#### [EXERCISES TO COMPLETE]
(1) In the women's march article, condense the paragraph that begins "Saturday, Jan. 19—Thousands of people" into a short bulleted list that keeps its main facts.
(2) Reproduce the part of the women's march article between "Those in attendance" and "rights for all.", inclusive.

#### [PAGE TEXT]
- Opening Delimiter -

Thousands March For Women’s Rights

Thousands March for Women’s Rights

Saturday, Jan. 19—Thousands of people of all ages, genders, and races gathered in the Boston Common to march for women rights. The March started with a rally in the Common with a speech from Congresswoman Ayanna Pressley. Many activists, including students, also spoke on the stage set up in the Common, pumping up fellow marchers. After the rally, around 12:30 p.m., people began marching. Starting in the Boston Common, the marchers went around the Public Gardens to Commonwealth Ave. and looped around back to the start of the march. At the front were women carrying signs reading, “No More Stolen Sisters,” while wearing traditional Native American clothing. Throughout the crowds, there were many inspiring signs as well as signs mocking the United States’ president, Donald Trump. These signs included, “A Woman’s Place is in the Resistance,” “Dissent is Patriotic,” “Women’s Rights are Human Rights,” “Build Bridges not Walls,” and “Free Immigrants Arrest Trump.” There were also marching bands in the crowd playing uplifting music, and a man on stilts dancing.

Those in attendance said that the March was an inspiring sight. The Women’s Rights Movement has come a long way, but it still has more to go to have equal rights for all.

- Closing Delimiter -

#### [GIVEN INFORMATION]

- Opening Delimiter -

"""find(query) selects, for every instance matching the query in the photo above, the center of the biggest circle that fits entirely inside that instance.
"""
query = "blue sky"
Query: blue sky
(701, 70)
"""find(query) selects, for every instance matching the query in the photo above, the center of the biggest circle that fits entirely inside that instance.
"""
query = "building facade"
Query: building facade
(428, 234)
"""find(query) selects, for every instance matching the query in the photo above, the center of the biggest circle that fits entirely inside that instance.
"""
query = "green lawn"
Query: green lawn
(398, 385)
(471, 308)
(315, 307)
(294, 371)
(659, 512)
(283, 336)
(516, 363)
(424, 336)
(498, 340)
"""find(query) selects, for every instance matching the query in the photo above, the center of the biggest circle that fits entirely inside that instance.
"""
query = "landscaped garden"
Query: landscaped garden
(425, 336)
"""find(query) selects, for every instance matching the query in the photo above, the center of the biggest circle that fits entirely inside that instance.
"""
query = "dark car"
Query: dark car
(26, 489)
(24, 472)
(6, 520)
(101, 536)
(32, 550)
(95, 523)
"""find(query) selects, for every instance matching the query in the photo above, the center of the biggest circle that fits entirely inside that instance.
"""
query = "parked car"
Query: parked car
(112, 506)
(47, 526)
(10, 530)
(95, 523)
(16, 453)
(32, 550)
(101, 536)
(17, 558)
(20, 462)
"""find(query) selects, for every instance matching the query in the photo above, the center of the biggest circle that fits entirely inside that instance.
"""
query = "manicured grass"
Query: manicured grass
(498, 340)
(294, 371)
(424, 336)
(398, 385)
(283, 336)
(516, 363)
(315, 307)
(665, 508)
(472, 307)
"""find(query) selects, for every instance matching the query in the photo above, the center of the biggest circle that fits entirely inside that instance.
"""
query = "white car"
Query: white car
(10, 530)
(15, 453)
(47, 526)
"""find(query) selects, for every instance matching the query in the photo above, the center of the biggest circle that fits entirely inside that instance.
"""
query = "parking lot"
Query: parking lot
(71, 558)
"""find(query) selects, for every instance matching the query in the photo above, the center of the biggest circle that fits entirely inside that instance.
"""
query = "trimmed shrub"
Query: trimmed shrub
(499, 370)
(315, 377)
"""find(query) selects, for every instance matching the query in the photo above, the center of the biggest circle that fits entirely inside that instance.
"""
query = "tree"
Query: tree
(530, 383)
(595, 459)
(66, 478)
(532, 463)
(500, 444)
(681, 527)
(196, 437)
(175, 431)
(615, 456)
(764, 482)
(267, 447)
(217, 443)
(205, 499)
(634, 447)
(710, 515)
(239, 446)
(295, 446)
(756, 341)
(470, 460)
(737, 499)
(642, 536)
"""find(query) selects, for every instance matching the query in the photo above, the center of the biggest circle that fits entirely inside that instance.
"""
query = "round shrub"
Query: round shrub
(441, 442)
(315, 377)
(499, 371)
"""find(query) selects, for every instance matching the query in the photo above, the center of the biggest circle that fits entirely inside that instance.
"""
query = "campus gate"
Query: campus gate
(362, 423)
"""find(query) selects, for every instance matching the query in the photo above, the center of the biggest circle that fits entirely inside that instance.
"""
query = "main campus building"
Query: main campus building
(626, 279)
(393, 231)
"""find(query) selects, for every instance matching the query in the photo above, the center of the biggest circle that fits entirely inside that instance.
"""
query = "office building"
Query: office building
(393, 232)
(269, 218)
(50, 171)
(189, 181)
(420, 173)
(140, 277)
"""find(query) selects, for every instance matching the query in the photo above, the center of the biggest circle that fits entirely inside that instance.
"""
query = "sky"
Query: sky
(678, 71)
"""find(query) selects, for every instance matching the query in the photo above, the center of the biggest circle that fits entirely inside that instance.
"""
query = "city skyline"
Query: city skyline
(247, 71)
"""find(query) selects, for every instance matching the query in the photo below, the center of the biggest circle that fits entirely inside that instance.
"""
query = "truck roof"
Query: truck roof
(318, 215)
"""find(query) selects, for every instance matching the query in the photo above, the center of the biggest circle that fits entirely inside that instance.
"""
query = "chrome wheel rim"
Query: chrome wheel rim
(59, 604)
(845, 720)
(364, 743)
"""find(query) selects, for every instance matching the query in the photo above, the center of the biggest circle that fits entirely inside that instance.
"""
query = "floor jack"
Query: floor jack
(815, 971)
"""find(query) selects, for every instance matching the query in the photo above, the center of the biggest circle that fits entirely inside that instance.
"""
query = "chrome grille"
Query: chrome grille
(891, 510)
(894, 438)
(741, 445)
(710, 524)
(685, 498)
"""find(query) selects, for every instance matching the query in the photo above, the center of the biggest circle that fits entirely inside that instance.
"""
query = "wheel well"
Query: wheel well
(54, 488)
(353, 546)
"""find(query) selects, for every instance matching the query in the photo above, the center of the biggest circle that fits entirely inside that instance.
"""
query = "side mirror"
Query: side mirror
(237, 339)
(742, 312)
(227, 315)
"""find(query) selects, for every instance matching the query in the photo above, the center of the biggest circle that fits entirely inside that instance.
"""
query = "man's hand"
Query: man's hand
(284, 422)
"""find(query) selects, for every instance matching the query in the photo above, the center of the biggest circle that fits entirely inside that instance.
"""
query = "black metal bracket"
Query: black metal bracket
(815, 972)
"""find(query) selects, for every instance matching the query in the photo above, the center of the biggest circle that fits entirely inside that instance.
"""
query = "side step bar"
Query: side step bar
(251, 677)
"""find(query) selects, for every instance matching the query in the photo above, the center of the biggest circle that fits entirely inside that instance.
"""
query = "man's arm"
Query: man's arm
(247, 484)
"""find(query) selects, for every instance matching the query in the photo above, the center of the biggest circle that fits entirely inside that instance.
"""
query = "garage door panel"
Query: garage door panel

- Closing Delimiter -

#### [SOLUTIONS BELOW]
(1)
- On Saturday, Jan. 19, thousands of people of all ages, genders, and races gathered in the Boston Common to march for women's rights.
- The event began with a rally in the Common, where Congresswoman Ayanna Pressley spoke, followed by activists, including students.
- Around 12:30 p.m. the march started. It went from the Common around the Public Gardens to Commonwealth Ave. and looped back to the start.
- At the front, women in traditional Native American clothing carried signs reading "No More Stolen Sisters."
- The crowd held inspiring signs and signs mocking President Donald Trump, such as "Dissent is Patriotic" and "Build Bridges not Walls."
- Marching bands played uplifting music, and a man on stilts danced.

(2)
Those in attendance said that the March was an inspiring sight. The Women’s Rights Movement has come a long way, but it still has more to go to have equal rights for all.